» TEXT SHOWN

RSNO / Ollikainen

Glasgow Royal Concert Hall

The resilience and application of the international music community in the face of the continuing challenges of the pandemic are remarkable. Protocols prevented the Finnish artistic director of the Iceland Symphony Orchestra, Eva Ollikainen, from making her debut with the RSNO a week previously, when the versatile Jonathan Stockhammer stepped in to take charge of her concert, including its Finnish and Icelandic music.

A week later it was the RSNO’s Principal Guest Conductor who was missing, and Ollikainen present on the podium to take on Elim Chan’s programme of Tchaikovsky’s Nutcracker preceded by the music of Maurice Ravel. Seat-of-the-pants stuff? You’d never have known it was anything but planned from the beautifully measured performances of everyone on stage, and that also included Spanish pianist Javier Perianes, who had stepped in at short notice to replace Bertrand Chamayou for Ravel’s Concerto in G, and the orchestral players, whose full-on schedule included a couple of Childrens Classic Concerts as well as their evening shows.

If Impressionism means anything in orchestral music, Ravel’s arrangement of his Une barque sur l’ocean, from his Miroirs set of piano pieces, is surely it. Requiring a vast ensemble, almost everyone playing throughout, it is filled with swells, ebbing and flowing, ripples and lappings. A gorgeous work and the perfect aperitif for the concerto that followed.

Whatever difficulties its composition presented, Ravel’s Concerto in G is a hugely atmospheric triumph that speaks to us now in the voice of a century ago, when jazz was the lingua franca of many a musical hipster. The arresting orchestration of the opening bars sets up the entrance of the soloist, speaking immediately of the era. Brass and wind interjections, redolent of big band music, are crucial to that atmosphere, but the soulful pianism of Perianes was at the heart of everything – a relaxed and masterful performance of a challenging work. Later on the warm-toned cor anglais of Henry Clay was the key second voice, and the entrance of the violas and cellos in the Adagio was particularly beautifully realised, before a finale that was brimming with energy. That ebullience was led by the soloist, who returned to the platform with a generous helping of De Falla by way of an encore.

There were also many elements to admire and enjoy in Ollikainen’s treatment of all the best-known bits in Tchaikovsky’s music for The Nutcracker ballet, but the sweet frosted topping on this selection box was the presence of the RSNO Junior Chorus, filling the choir stalls in a socially-distanced fashion.

The pairing with Ravel of this earlier master of orchestration made fine musical sense, and the conductor resisted any temptation towards lush Romantic excess. There can be a vast distance between concert performances of this score and the work of a pit band for a Christmas production at the Theatre Royal next door, but Ollikainen’s Nutcracker was one that recognised the discipline of working with dancers, and those young singers added their wordless contribution with the same precision.

» PROBLEM TO SOLVE
Return the part of the concert review between "If Impressionism means" and "concerto that followed.", inclusive, copied word for word. Nothing in the records is needed to work with the concert review.

» STUDY MATERIAL

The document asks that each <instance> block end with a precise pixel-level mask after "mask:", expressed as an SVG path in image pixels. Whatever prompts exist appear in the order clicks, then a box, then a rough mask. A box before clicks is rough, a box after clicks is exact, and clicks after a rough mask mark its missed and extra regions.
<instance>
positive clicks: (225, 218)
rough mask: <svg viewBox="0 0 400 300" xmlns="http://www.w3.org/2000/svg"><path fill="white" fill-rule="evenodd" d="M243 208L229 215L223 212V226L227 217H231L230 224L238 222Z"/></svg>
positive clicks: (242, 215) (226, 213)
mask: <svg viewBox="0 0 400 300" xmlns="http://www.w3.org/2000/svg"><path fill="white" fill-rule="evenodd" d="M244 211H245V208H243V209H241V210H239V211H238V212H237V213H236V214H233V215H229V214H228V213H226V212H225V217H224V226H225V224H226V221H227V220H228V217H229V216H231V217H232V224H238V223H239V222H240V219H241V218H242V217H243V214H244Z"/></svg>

» ANSWER
If Impressionism means anything in orchestral music, Ravel’s arrangement of his Une barque sur l’ocean, from his Miroirs set of piano pieces, is surely it. Requiring a vast ensemble, almost everyone playing throughout, it is filled with swells, ebbing and flowing, ripples and lappings. A gorgeous work and the perfect aperitif for the concerto that followed.